(Collected data)

- Opening Delimiter -

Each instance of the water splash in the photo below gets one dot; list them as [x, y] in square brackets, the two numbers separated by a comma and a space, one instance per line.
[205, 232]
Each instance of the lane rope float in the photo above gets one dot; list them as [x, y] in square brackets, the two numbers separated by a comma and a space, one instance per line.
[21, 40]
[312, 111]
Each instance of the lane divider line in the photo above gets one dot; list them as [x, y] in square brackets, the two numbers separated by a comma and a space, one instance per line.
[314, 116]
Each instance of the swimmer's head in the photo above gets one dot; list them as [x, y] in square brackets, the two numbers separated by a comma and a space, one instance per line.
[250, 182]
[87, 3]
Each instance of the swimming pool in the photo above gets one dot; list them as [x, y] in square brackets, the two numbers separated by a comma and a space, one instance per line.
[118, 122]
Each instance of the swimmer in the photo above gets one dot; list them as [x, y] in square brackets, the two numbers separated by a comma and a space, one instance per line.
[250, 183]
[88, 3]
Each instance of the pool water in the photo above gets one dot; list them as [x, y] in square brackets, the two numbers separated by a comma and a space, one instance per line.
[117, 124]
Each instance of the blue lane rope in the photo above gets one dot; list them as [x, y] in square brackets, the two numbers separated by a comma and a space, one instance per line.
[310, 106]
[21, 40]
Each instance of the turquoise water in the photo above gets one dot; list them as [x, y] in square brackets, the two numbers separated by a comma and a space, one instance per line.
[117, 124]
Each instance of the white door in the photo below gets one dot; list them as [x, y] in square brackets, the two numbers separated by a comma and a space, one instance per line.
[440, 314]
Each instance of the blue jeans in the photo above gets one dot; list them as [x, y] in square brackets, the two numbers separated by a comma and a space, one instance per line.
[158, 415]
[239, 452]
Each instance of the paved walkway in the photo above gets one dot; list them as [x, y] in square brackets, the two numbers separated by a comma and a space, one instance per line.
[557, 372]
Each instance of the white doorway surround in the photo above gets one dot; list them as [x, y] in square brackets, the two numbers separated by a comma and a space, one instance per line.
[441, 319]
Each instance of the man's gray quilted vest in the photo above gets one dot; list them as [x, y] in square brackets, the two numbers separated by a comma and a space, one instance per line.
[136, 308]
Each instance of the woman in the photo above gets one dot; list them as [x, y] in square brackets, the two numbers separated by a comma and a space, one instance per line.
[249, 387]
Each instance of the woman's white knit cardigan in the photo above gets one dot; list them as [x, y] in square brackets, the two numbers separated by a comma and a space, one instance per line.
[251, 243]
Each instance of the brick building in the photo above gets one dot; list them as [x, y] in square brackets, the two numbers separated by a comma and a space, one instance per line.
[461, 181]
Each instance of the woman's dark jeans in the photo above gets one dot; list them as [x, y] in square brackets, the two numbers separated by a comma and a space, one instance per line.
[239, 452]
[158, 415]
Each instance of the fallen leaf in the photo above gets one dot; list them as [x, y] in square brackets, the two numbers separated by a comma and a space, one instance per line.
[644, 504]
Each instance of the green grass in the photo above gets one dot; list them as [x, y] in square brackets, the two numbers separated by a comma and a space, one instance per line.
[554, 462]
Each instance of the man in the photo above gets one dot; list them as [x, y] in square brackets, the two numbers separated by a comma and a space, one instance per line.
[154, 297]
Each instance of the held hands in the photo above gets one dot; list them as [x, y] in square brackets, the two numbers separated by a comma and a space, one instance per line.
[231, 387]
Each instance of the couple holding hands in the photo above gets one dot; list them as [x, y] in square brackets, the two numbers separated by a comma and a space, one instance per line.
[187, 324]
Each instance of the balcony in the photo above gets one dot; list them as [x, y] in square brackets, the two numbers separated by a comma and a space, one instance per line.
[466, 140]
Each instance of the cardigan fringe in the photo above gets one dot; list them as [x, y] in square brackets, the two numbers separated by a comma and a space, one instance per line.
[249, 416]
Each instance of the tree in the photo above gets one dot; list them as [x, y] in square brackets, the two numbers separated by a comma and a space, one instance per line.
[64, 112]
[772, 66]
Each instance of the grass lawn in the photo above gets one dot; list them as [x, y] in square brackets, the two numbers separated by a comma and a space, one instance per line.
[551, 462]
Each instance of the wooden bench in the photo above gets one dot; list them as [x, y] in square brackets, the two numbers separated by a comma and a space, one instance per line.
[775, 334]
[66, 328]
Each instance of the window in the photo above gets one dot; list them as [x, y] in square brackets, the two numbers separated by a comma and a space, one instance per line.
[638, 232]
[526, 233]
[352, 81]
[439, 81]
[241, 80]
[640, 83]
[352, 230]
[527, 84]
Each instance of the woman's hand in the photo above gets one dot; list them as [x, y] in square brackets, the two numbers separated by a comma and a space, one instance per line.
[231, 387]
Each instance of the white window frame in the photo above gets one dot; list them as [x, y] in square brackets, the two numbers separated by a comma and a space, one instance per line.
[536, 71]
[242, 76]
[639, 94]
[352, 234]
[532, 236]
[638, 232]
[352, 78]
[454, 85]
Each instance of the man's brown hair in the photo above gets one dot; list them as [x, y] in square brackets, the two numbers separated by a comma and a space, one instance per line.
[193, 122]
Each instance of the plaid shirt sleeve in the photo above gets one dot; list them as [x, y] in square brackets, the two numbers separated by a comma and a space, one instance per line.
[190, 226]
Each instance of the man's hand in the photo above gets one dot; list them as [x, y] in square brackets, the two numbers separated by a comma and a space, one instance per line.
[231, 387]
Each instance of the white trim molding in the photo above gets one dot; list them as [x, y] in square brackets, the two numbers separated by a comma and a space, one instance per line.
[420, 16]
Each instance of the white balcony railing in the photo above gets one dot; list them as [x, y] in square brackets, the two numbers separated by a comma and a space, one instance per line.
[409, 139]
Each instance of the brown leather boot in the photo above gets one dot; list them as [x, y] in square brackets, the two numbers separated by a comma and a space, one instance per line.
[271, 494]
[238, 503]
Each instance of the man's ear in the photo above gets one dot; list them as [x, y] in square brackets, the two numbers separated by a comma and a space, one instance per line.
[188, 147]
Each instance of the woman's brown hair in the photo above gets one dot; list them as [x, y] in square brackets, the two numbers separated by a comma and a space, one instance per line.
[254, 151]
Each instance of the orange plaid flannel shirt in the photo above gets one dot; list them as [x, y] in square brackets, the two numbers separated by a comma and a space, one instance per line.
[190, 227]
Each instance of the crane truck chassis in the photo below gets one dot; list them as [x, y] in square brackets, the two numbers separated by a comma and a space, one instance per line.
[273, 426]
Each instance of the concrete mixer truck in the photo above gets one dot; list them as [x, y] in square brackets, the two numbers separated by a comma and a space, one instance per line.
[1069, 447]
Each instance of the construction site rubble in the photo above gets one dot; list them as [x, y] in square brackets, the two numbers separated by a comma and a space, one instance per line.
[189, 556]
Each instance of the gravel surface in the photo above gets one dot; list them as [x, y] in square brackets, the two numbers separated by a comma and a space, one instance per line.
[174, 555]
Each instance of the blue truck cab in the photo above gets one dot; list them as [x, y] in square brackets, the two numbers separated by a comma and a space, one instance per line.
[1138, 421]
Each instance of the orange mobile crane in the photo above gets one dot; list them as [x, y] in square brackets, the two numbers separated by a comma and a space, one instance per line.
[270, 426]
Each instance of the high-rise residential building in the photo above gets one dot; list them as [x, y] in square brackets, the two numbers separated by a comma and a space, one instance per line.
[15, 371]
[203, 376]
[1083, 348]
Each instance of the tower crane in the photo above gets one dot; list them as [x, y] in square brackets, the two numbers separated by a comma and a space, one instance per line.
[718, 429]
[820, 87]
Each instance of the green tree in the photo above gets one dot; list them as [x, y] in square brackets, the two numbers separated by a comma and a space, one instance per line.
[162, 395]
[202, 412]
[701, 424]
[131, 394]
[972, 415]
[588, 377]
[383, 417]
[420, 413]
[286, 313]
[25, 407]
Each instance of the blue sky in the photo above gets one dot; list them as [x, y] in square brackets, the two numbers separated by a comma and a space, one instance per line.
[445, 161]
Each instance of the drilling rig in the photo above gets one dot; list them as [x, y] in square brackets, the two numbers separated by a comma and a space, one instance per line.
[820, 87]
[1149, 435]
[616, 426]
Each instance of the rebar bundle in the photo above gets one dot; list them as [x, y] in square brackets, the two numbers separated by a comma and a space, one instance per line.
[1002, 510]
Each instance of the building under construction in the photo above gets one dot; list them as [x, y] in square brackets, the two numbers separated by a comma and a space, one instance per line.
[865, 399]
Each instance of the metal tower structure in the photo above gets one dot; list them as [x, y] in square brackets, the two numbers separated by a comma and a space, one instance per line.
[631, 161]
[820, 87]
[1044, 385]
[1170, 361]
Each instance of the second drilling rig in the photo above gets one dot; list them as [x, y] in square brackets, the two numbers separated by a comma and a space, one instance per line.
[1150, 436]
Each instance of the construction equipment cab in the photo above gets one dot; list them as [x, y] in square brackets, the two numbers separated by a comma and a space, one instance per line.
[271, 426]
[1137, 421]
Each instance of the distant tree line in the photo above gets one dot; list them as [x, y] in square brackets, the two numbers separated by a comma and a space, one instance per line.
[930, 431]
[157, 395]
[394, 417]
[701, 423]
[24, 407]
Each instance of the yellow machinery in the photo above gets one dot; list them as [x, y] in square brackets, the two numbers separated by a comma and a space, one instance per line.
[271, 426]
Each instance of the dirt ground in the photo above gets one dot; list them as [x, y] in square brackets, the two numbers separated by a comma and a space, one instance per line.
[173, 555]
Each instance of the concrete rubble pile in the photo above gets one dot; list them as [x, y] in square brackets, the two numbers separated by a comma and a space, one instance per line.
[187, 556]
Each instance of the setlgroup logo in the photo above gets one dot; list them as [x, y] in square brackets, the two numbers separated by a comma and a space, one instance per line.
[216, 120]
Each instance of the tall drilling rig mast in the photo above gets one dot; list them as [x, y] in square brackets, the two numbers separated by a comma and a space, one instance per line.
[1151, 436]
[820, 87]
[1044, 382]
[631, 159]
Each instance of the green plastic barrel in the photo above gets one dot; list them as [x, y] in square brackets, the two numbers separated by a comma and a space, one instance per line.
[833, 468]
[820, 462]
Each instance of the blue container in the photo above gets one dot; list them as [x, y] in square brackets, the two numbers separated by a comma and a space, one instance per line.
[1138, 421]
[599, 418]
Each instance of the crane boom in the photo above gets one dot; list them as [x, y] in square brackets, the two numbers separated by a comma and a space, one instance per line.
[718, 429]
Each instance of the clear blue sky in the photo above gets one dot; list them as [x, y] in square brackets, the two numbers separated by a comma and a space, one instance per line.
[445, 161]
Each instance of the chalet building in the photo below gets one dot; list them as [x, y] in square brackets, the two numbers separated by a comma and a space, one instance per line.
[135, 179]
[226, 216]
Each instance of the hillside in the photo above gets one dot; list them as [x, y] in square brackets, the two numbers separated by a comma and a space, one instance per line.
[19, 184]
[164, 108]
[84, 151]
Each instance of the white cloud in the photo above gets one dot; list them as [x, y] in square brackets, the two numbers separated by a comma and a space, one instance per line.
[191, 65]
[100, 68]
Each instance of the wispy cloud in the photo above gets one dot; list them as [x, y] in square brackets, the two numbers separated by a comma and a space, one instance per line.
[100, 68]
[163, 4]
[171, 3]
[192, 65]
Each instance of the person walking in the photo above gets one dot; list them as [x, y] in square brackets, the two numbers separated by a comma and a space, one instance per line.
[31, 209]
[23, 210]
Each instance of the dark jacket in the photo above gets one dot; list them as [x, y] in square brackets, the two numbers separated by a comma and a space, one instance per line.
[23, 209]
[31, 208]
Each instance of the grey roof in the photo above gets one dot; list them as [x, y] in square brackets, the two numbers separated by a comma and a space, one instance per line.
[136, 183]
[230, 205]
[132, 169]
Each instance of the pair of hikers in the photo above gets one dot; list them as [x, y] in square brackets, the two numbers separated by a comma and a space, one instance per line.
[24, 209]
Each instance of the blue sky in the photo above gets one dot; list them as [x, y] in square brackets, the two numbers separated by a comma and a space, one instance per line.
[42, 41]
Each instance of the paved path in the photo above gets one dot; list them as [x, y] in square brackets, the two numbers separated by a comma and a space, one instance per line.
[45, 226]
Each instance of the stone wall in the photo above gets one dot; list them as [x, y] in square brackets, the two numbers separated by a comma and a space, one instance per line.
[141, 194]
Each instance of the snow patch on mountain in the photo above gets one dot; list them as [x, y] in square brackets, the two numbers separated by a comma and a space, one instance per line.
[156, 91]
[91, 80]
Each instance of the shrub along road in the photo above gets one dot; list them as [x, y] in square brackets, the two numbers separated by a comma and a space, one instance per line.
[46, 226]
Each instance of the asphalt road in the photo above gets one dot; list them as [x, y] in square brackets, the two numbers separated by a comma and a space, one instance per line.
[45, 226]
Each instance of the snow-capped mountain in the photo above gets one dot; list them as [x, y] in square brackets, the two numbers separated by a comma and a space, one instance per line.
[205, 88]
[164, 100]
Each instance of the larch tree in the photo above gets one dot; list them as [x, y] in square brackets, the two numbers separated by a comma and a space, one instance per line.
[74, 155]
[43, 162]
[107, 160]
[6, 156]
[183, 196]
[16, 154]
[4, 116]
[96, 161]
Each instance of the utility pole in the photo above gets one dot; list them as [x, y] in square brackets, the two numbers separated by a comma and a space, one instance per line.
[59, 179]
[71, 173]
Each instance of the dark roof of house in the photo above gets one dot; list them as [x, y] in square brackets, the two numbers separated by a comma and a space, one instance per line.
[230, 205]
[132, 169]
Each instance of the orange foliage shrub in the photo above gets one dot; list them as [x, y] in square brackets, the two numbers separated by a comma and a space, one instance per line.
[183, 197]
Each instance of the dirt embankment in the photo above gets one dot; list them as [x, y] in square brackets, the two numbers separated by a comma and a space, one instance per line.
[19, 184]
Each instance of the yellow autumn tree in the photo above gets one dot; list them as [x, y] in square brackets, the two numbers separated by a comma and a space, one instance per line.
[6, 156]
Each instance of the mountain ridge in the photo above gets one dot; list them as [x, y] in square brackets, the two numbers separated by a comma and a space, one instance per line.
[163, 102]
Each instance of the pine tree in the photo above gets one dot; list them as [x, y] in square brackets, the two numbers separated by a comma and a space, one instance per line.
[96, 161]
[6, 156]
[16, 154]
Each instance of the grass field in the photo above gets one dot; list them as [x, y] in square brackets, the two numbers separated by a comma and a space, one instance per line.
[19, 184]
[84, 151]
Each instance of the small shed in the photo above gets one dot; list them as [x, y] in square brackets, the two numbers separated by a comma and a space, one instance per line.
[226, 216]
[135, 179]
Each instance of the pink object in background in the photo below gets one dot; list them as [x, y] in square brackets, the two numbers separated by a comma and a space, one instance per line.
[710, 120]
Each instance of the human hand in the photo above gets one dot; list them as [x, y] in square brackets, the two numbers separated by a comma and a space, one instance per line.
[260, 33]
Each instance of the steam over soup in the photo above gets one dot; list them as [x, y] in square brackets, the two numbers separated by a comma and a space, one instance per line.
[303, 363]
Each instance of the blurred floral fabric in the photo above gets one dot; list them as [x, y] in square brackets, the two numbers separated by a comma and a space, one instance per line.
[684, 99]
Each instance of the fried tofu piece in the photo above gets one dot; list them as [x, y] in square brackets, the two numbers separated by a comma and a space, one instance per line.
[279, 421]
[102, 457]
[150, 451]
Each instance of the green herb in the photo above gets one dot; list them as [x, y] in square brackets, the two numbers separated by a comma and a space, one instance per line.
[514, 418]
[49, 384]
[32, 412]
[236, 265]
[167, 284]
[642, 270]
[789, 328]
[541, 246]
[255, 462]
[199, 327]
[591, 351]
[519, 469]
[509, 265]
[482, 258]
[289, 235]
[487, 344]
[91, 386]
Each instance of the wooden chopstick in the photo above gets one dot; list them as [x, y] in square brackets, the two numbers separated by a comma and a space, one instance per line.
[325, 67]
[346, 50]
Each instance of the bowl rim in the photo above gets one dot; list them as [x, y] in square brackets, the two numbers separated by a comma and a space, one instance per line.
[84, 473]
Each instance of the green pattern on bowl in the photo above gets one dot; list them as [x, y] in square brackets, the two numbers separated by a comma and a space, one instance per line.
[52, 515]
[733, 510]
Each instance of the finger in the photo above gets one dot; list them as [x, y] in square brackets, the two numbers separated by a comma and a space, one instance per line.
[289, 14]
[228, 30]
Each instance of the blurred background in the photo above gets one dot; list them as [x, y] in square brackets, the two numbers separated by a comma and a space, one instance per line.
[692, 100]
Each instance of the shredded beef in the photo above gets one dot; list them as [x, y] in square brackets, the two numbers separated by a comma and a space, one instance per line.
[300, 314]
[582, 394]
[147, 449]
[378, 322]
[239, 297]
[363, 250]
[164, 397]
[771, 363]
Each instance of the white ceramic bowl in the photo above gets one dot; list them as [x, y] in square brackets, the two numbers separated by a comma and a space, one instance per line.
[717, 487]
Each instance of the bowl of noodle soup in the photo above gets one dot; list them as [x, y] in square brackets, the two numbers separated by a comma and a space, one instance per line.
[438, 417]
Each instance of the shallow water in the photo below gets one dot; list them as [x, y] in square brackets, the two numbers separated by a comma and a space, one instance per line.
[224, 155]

- Closing Delimiter -

● WHAT NEEDS TO BE DONE
Only the lines from the one with "Each instance of the bowl of" through the end of the data should be printed, each exactly as it appears.

● PROBLEM SOLUTION
Each instance of the bowl of noodle soup in the photo above gets one dot; list them as [x, y] in square brackets, the two numbers separated by a comma and a space, one instance per line.
[438, 417]
Each instance of the shallow water in the photo below gets one dot; list them as [x, y] in square brackets, the two numbers separated by a comma and a space, one instance per line.
[224, 155]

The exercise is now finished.